### Given information
╭──

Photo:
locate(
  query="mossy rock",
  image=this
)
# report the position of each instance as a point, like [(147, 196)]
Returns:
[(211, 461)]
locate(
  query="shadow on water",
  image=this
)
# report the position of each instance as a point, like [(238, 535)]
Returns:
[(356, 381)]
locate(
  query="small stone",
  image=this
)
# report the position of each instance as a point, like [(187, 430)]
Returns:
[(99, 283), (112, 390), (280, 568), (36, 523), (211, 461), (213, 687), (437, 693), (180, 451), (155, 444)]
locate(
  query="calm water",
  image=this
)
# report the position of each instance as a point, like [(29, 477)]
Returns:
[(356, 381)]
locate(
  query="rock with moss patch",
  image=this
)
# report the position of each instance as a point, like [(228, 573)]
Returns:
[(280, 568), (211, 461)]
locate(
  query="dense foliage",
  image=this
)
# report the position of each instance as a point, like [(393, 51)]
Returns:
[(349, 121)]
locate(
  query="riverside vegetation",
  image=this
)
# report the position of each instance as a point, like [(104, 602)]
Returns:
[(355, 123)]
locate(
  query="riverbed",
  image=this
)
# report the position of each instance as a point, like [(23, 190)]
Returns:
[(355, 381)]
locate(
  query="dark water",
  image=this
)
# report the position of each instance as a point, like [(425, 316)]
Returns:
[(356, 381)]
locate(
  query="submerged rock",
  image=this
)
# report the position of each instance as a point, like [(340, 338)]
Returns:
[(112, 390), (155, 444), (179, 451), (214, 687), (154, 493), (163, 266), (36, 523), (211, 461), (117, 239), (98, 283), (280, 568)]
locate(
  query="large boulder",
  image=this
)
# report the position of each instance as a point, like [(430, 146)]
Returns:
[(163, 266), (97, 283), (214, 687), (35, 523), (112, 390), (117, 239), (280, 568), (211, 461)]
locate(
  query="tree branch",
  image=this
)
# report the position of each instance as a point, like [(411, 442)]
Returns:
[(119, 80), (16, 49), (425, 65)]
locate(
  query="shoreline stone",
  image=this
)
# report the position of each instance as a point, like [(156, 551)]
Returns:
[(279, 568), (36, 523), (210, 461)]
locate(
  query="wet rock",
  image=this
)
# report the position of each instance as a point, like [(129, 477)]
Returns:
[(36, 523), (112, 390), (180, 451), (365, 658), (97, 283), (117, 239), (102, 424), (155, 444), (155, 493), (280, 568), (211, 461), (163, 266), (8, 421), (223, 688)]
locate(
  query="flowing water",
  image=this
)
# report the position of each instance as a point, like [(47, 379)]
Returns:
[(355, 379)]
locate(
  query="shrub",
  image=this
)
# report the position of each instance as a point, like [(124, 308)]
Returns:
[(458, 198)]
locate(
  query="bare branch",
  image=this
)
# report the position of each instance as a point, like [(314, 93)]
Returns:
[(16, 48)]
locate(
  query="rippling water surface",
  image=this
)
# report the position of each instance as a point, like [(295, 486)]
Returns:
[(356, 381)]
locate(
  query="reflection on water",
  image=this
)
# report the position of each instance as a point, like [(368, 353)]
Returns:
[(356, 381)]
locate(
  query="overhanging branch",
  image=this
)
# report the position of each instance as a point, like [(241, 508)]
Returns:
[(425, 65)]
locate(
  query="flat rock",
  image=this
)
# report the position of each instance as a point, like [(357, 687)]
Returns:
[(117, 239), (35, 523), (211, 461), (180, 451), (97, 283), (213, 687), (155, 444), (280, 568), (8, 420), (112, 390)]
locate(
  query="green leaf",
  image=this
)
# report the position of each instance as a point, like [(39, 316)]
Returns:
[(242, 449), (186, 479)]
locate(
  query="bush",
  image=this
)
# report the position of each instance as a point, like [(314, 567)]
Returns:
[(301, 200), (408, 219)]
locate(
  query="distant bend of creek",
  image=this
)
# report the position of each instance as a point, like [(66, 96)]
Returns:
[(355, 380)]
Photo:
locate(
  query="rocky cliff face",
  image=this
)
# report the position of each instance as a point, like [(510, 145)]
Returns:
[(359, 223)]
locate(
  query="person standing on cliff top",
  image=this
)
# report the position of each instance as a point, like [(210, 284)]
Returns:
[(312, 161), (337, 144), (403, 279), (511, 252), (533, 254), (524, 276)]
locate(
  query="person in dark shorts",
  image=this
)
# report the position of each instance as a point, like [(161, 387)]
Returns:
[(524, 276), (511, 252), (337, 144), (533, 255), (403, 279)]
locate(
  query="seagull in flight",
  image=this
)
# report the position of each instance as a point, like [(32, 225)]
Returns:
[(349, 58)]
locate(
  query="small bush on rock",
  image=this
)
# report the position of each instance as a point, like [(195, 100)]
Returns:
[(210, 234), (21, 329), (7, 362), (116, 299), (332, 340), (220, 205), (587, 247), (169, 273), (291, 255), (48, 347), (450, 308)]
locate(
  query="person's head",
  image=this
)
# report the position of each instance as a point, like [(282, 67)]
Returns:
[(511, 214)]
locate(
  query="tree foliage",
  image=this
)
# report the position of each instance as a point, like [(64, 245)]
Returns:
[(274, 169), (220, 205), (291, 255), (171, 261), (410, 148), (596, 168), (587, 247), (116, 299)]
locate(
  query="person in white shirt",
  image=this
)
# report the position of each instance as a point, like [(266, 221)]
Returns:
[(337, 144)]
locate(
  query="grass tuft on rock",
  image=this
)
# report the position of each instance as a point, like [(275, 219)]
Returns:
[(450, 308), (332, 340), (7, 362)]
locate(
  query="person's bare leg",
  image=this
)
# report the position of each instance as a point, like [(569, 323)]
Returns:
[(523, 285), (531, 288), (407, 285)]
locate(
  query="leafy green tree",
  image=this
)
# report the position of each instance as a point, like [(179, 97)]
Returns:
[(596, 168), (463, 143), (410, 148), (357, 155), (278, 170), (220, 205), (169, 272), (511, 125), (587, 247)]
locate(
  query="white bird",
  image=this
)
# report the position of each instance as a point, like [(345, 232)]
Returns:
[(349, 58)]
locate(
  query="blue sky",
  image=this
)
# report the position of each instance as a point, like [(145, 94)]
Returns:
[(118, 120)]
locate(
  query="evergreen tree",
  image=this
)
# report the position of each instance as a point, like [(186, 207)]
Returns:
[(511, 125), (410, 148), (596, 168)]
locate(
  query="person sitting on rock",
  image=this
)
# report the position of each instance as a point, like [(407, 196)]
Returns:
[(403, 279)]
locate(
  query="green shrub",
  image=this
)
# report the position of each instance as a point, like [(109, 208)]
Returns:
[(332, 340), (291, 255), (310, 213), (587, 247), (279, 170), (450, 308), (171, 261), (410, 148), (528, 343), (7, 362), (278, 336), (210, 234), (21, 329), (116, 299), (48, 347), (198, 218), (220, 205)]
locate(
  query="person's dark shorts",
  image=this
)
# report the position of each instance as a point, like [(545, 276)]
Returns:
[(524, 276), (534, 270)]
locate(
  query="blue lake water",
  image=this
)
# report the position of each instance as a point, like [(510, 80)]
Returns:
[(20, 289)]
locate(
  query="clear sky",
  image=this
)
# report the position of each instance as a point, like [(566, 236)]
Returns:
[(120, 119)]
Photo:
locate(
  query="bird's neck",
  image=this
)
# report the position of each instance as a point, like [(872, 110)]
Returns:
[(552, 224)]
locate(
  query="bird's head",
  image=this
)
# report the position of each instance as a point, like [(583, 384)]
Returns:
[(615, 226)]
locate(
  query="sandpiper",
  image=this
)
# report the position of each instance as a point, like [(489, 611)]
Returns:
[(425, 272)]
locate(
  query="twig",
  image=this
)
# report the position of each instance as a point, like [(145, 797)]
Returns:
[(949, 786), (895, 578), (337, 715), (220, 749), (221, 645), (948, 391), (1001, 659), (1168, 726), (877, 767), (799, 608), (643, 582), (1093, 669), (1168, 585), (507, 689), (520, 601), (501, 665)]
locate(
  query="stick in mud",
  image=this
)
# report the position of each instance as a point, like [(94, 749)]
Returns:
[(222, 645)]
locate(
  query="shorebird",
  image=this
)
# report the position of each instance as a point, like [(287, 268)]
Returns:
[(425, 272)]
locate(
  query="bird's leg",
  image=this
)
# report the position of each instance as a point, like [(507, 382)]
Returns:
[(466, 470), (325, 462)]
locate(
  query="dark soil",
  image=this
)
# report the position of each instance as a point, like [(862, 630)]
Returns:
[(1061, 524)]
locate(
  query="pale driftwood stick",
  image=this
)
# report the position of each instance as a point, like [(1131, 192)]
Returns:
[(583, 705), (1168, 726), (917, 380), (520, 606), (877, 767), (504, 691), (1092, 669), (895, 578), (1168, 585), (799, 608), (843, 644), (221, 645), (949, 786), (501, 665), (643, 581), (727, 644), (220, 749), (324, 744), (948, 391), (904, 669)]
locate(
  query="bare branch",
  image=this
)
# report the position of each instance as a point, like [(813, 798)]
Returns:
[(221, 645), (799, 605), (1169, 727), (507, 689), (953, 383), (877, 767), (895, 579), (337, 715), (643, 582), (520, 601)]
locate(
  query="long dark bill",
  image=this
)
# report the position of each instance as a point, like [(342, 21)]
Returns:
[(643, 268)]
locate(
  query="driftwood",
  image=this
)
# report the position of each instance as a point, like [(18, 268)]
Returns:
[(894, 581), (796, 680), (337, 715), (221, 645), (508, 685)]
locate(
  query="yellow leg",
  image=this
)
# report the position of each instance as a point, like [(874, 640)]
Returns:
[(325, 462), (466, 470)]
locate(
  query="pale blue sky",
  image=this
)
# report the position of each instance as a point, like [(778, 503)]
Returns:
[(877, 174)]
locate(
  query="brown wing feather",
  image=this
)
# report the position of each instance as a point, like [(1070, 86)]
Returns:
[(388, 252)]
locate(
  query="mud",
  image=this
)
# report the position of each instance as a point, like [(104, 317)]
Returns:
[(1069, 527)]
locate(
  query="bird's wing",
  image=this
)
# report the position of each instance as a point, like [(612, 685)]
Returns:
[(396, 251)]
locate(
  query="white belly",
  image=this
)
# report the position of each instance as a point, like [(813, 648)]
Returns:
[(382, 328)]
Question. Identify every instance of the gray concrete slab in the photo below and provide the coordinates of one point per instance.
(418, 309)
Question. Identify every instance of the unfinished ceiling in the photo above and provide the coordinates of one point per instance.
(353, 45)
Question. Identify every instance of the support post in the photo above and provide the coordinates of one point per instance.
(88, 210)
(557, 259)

╰──

### Set problem
Copy out every line from the one containing "Question. Identify every instance of the gray" to the end of the material, both ends included.

### Reply to the task
Question. Identify every instance of the gray concrete slab in the photo below and provide the coordinates of one point per instance.
(418, 309)
Question. Identify every instance of the unfinished ceiling in the photo above and provide the coordinates of one point per instance.
(353, 45)
Question. Identify every instance of the support post in the photo above and provide the coordinates of one point per instance.
(88, 210)
(557, 259)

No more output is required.